* **Direction A**:
Count the lines in the rows below that contain the string "powder", treating uppercase and lowercase as different, and reply with the number alone.

* **Source extract**:
= = = = = = =
F.No.B.11/1/2002-TRU
Government of India
Ministry of Finance
Department of Revenue

1st August, 2002

Subject:  Tax on 10 New Services to be effective from 2002- Instructions regarding.  

         Kindly refer to section 149 of the Finance Act, 2002 (20 of 2002) which, inter-alia, provides for the levy of service tax on 10 new services.           

2.            It has been decided that the levy and collection of service tax on the new services shall be effective from 16.8.2002 (Vide notification No.8 /2002-ST, dated 1.8.2002) 

3.            As you are aware, certain legislative amendments were made in sections 73, 75, 78, 82, 83, 94 and 95 of the Finance Act, 1994 vide section 149 of the Finance Act, 2002. All these changes will now be effective from 16.8.2002. The Service Tax Rules, 1994 have also been amended.    Notification No.12/2002-ST dated 1.8.2002 has been issued in this regard. These amendments are also effective from 16.8.2002.  

4.          Legislative changes: The following changes were made in the Finance Act, 1994 by the Finance Act, 2002.  

4.1         Section 73 has been amended to provide for relevant dates for computation of the period of limitation for issue of show cause notice for recovery of service tax in cases when return is filed, when no return is filed, when assessment is provisional and when any sum has erroneously been refunded.  

4.2         Section 75 has been amended to provide for charging of interest at the rate of fifteen percent per annum (instead of the twenty four percent per annum) for delayed payment of service tax.        

4.3        Section 78 has been amended to empower the Assistant Commissioner/Dy. Commissioner to impose penalty without prior approval of the Commissioner of Central Excise in cases where the value of taxable service suppressed/furnished does not exceed Rs. 2 lakh. Hitherto this limit was Rs 25,000.
= = = = = = =
* **The data**:

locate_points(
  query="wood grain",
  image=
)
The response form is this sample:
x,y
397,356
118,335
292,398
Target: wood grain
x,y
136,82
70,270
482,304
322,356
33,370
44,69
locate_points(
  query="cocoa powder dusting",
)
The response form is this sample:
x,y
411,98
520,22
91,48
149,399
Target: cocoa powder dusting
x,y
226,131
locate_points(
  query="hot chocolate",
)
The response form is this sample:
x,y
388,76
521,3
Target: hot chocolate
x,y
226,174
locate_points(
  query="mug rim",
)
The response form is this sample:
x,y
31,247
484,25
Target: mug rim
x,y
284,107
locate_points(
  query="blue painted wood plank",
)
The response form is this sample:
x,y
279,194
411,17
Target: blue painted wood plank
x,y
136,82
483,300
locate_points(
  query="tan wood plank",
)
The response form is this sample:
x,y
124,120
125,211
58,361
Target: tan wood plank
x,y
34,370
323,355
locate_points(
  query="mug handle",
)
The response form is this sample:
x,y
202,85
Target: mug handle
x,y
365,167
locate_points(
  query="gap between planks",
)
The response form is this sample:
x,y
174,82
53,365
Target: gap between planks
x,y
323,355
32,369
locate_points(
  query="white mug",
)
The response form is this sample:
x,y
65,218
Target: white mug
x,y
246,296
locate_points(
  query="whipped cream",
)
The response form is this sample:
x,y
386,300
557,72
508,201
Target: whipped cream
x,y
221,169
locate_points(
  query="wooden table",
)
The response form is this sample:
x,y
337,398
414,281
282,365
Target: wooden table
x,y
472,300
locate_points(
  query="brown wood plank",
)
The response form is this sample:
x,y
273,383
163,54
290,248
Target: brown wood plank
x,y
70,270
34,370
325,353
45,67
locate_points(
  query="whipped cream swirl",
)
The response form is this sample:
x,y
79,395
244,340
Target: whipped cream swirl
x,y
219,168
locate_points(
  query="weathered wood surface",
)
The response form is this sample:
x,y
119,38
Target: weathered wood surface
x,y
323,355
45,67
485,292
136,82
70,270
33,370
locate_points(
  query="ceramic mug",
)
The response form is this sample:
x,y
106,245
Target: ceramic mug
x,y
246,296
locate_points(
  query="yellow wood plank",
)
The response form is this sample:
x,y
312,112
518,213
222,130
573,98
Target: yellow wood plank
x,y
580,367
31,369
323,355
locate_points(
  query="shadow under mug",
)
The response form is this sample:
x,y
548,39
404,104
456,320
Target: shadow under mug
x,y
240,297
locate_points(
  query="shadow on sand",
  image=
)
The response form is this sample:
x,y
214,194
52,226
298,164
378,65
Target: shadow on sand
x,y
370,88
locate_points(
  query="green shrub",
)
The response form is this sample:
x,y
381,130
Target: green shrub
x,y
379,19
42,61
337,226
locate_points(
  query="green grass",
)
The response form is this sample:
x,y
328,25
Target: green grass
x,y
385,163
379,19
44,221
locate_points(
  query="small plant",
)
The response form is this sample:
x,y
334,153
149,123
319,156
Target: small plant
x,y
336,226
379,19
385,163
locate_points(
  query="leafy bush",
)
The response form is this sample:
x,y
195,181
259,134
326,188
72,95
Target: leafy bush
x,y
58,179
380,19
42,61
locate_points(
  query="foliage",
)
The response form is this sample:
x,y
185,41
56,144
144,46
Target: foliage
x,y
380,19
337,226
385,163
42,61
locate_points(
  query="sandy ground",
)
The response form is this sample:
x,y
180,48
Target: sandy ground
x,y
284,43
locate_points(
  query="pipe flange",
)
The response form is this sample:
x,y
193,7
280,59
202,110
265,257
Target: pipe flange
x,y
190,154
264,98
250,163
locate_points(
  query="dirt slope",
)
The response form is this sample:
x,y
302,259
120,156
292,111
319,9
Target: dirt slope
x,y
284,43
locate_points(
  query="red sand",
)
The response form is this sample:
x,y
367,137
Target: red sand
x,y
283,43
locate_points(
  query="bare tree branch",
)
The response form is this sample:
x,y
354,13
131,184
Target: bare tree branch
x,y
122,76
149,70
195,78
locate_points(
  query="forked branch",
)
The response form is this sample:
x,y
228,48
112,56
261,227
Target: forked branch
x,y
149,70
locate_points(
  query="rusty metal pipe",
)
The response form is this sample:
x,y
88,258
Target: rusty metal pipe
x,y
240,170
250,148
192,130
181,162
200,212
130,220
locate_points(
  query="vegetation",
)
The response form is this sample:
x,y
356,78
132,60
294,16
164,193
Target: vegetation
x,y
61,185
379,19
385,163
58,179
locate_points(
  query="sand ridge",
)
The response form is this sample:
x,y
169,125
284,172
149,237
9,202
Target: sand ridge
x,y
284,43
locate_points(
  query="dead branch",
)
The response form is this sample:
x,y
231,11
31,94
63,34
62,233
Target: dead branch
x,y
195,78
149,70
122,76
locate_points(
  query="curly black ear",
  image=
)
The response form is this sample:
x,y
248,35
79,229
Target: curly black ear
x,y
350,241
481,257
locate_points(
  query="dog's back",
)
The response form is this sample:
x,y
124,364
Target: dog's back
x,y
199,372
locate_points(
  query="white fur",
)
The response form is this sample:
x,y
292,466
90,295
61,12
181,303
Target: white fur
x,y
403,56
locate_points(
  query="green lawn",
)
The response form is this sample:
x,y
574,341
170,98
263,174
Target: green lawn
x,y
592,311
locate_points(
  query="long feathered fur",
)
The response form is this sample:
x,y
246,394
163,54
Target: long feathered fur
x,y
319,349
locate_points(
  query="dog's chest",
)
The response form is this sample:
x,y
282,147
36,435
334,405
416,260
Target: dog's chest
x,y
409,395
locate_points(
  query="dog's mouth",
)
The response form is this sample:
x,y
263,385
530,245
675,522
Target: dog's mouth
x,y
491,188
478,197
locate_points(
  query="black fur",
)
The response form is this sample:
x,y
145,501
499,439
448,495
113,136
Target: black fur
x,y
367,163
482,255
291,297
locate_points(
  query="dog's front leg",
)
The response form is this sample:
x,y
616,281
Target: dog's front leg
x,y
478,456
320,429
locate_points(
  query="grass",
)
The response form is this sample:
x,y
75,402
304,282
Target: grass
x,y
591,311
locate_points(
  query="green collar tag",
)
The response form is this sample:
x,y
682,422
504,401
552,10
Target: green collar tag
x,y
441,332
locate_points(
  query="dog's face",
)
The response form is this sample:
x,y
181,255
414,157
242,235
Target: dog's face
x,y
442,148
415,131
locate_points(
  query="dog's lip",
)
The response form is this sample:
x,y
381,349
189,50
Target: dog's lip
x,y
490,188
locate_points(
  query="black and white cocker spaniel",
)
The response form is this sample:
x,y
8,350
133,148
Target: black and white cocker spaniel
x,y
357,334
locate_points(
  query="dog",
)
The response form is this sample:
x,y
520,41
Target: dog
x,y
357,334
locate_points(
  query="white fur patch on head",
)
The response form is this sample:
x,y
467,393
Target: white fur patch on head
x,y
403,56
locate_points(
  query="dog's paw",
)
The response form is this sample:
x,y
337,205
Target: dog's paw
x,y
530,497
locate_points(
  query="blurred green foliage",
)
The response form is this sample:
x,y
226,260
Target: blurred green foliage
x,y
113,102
= = = = = = =
* **Direction B**:
Carry on the service tax circular above, starting after its final sentence.

* **Written response A**:
2

* **Written response B**:
4.4        Section 82 has been amended to provide specifically for the power to seize documents relevant to any proceedings under the service tax law.   

4.5           Section 83 has been amended to make section 11D of the Central Excise Act applicable to service tax. Accordingly, if any amount is recovered by any person as “service tax”, then such person bound to pay it to the Government. The law provides for its recovery in case of his failure to do so. 

4.6              Section 94 has been amended to empower the Government to make rules to allow credit of service tax paid on the services consumed for providing a taxable service in case where the services consumed and the service provided fall in the same category of taxable service.  

4.7              Section 95 has been amended to empower the Government to remove the difficulties arising in implementation of service tax levy on new services by order in the official gazette within a period of two years from the date on which the levy on new service comes into effect. 

5.         Amendment in the definition of “ banking and other financial services” and “banking services”        

5.1      The definition of  “banking and other financial service” has been amended to extend the levy of service tax to body corporate other than those already specified earlier, providing specified services. The levy on body corporate, which have come into tax net as a consequence to this amendment, will be effective only from 16.8.2002. It may be noted that as a result of this amendment, all body corporate providing the specified “banking and other financial service” will come under the tax net.  Earlier, it was clarified vide Ministry’s instructions F. No. B-11/1/2001 dated 9.7.2001 that asset management companies are not NBFC. Hence they would not come under the purview of service tax. This instruction stands amended now as Asset Management Companies being “body corporate” will henceforth be liable to pay service tax. Similarly all merchant bankers, portfolio managers, foreign exchange brokers etc who are “body corporate” will henceforth be liable to pay service tax.   

5.2           The definition of “banking company” has also been amended to assign it the meaning as given in clause (a) of section 45A of the Reserve bank of India Act. This amendment has been made to clarify the doubts, which were raised about the applicability of service tax levy on banking and other financial services provided by the State Bank of India and its subsidiary banks under the erstwhile definition of  “banking company”.  

6.            Retrospective amendment in the provisions relating to “broadcasting service”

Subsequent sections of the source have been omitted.